RECORDS –
------------------------------------------------

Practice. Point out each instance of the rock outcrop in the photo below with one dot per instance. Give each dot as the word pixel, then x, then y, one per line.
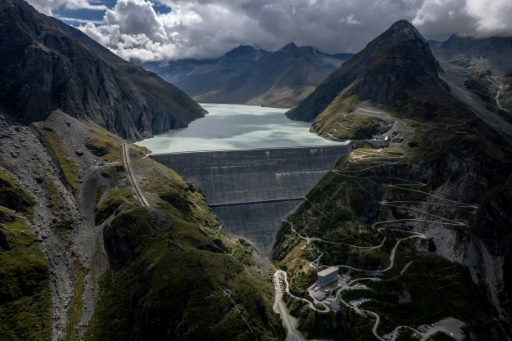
pixel 398 69
pixel 47 65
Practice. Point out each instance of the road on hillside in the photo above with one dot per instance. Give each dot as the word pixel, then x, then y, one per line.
pixel 289 321
pixel 133 180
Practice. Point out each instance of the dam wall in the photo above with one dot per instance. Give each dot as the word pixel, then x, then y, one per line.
pixel 253 190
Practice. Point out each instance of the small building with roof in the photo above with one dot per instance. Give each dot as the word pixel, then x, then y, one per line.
pixel 327 276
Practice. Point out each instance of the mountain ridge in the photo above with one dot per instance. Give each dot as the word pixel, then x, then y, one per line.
pixel 250 75
pixel 128 106
pixel 375 74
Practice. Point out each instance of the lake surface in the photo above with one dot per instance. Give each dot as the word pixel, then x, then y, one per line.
pixel 230 126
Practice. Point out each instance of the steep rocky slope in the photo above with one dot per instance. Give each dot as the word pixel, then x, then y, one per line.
pixel 478 71
pixel 111 267
pixel 45 68
pixel 82 255
pixel 395 69
pixel 250 75
pixel 422 226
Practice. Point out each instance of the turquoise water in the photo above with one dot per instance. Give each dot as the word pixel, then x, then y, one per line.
pixel 230 126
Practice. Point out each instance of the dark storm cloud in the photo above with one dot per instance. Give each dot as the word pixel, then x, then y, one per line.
pixel 208 28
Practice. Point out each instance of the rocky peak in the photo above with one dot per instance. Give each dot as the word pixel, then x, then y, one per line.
pixel 45 68
pixel 396 68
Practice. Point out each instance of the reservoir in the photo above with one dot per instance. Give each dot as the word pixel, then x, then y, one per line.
pixel 232 127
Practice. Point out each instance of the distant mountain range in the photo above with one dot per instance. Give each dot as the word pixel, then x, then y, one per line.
pixel 250 75
pixel 47 65
pixel 438 116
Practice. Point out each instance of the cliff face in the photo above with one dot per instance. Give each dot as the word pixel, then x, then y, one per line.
pixel 434 197
pixel 250 75
pixel 396 69
pixel 45 68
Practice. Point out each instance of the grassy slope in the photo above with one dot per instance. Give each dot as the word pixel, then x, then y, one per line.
pixel 24 281
pixel 172 267
pixel 342 209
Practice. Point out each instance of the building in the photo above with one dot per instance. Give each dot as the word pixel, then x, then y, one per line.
pixel 334 306
pixel 327 276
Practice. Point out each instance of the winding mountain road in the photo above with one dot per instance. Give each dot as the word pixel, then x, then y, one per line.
pixel 127 164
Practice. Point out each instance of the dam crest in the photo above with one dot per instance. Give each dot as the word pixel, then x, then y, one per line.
pixel 252 191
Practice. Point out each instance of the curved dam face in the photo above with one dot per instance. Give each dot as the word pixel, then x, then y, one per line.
pixel 252 191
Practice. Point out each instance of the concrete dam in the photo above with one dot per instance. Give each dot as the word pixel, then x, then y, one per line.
pixel 253 190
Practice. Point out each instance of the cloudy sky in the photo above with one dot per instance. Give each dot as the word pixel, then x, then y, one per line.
pixel 174 29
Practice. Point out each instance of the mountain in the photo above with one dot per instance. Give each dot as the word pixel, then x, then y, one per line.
pixel 397 68
pixel 479 72
pixel 417 217
pixel 47 65
pixel 250 75
pixel 98 241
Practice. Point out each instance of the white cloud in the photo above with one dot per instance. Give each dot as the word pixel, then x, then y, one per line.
pixel 47 6
pixel 492 17
pixel 209 28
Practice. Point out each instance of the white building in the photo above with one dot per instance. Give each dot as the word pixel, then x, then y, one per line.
pixel 327 276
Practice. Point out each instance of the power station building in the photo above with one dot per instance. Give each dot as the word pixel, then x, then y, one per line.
pixel 327 276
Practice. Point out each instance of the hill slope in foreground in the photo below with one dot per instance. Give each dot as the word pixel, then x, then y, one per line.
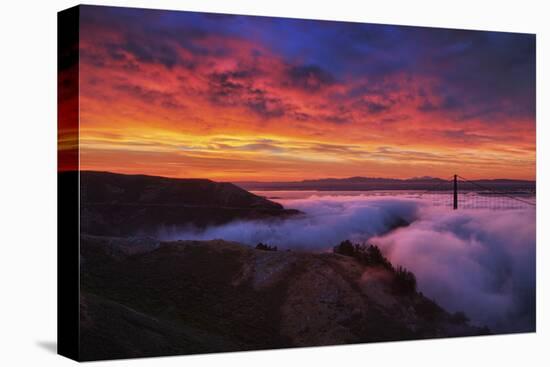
pixel 147 298
pixel 125 205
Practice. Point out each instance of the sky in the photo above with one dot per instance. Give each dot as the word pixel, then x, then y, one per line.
pixel 241 98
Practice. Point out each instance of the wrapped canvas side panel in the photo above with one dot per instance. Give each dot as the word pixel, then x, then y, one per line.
pixel 68 184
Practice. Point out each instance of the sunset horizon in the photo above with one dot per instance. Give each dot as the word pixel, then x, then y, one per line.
pixel 219 97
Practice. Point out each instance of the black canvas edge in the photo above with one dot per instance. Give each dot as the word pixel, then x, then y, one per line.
pixel 68 237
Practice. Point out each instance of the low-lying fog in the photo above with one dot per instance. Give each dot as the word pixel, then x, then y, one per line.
pixel 478 261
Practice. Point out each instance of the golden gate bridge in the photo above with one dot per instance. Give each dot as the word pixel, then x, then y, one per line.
pixel 458 192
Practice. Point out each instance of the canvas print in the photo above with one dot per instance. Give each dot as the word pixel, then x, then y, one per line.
pixel 234 183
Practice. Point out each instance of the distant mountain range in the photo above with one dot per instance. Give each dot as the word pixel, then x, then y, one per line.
pixel 376 183
pixel 122 205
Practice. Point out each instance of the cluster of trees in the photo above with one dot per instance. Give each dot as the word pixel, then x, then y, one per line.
pixel 265 247
pixel 404 281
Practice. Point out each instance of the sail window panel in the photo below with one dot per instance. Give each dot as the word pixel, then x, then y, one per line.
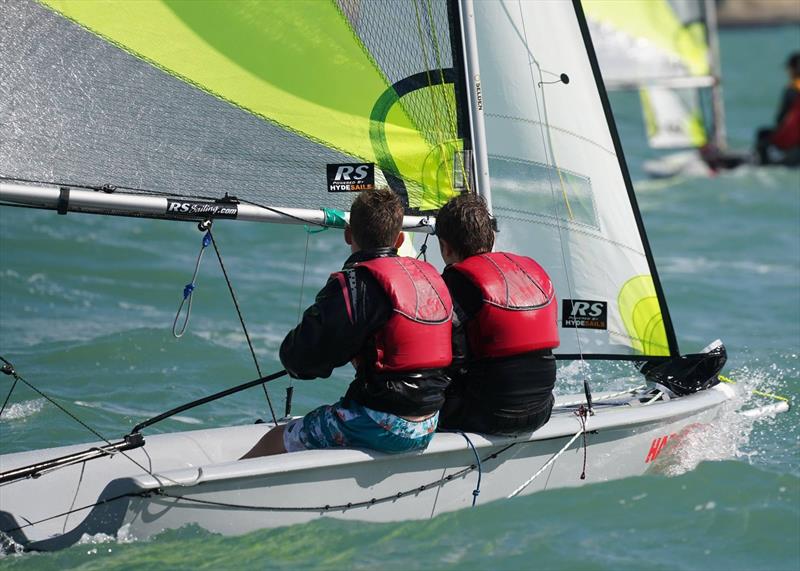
pixel 541 193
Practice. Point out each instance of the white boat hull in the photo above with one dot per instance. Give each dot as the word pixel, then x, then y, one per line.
pixel 197 479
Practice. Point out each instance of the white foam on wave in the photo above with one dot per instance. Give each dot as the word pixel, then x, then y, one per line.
pixel 9 547
pixel 21 410
pixel 123 535
pixel 730 435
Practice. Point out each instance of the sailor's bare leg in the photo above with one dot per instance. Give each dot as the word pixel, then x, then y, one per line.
pixel 271 443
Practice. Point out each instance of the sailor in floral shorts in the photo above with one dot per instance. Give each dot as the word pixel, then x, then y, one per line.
pixel 390 316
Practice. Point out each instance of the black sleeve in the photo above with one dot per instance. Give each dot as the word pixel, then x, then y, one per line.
pixel 466 303
pixel 333 331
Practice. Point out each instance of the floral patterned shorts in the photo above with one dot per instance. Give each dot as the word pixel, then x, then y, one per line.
pixel 347 424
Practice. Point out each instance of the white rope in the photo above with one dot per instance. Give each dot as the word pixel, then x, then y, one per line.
pixel 549 462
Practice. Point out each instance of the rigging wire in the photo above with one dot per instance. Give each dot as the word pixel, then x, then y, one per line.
pixel 241 320
pixel 8 369
pixel 188 290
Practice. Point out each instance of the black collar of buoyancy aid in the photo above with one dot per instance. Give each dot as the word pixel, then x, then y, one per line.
pixel 364 255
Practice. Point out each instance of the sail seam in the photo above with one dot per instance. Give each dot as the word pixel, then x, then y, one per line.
pixel 196 85
pixel 555 128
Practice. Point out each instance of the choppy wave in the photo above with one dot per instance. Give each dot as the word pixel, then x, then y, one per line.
pixel 22 410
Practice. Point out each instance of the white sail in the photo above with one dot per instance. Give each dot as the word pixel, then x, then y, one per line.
pixel 665 49
pixel 558 187
pixel 673 117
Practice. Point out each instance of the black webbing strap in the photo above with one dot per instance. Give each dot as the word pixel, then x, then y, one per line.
pixel 62 206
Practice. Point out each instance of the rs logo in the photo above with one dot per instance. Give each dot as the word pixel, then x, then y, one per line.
pixel 344 172
pixel 586 309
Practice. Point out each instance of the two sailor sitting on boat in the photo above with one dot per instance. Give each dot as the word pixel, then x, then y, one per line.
pixel 468 350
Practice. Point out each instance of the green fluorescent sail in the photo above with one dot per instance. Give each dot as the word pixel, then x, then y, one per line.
pixel 655 21
pixel 298 64
pixel 641 314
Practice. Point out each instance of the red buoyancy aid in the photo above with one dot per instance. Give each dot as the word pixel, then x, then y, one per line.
pixel 786 136
pixel 519 312
pixel 418 334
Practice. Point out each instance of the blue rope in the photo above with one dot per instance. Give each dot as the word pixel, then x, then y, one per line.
pixel 188 290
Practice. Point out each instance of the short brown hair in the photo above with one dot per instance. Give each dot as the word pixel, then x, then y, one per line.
pixel 466 225
pixel 376 218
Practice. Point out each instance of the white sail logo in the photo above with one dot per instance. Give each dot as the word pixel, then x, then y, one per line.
pixel 584 313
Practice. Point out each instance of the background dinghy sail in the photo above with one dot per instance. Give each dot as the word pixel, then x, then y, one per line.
pixel 292 103
pixel 668 51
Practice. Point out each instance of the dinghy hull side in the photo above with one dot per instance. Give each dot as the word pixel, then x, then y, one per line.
pixel 197 479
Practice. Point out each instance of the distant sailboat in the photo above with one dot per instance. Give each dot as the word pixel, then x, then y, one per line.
pixel 224 111
pixel 668 51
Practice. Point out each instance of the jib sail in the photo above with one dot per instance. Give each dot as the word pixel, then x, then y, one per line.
pixel 559 184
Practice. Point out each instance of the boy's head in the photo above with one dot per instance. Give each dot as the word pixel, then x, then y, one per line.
pixel 464 228
pixel 376 220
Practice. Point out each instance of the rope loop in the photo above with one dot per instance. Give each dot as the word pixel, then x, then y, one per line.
pixel 188 289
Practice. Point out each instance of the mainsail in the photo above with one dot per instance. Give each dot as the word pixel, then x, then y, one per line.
pixel 559 184
pixel 666 49
pixel 252 99
pixel 259 100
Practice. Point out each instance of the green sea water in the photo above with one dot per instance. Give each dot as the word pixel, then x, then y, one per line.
pixel 86 309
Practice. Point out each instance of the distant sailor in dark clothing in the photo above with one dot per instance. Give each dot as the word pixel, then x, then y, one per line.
pixel 389 316
pixel 504 327
pixel 781 143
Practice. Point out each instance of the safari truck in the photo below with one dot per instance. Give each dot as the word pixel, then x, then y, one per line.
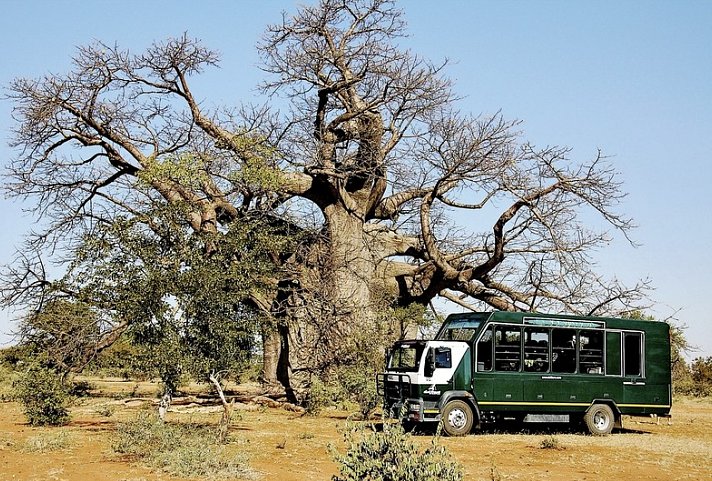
pixel 488 367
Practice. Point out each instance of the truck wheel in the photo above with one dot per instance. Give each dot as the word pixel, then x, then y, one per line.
pixel 457 418
pixel 599 420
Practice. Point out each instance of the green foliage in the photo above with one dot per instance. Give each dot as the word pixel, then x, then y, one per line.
pixel 550 442
pixel 6 378
pixel 179 450
pixel 392 455
pixel 61 334
pixel 43 395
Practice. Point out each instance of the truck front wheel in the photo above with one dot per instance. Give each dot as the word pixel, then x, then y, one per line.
pixel 599 419
pixel 457 418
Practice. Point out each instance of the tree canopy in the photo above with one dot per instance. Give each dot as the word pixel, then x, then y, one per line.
pixel 371 191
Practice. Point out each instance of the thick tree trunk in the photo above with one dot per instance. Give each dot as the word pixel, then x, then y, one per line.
pixel 352 268
pixel 322 321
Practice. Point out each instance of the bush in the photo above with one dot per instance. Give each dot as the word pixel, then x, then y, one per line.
pixel 391 455
pixel 43 396
pixel 179 450
pixel 358 383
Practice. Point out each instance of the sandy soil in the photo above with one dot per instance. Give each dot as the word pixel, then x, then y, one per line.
pixel 286 446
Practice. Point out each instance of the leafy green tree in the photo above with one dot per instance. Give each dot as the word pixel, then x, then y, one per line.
pixel 391 455
pixel 43 395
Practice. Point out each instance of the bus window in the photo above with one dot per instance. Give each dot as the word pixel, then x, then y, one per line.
pixel 536 349
pixel 563 347
pixel 613 353
pixel 633 354
pixel 591 352
pixel 508 348
pixel 484 351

------------------------------------------------

WORK TO BE COMPLETED –
Can you recast the records above, from the line with "Practice. Point out each instance of the mainsail" up to and including the line with "pixel 259 100", as a numbered list with any blank lines left out?

SOLUTION –
1. Practice. Point out each instance of the mainsail in the photo above with one dot per instance. Give each dot as the word pixel, then x, then y, one per line.
2. pixel 559 184
3. pixel 666 49
4. pixel 252 99
5. pixel 259 100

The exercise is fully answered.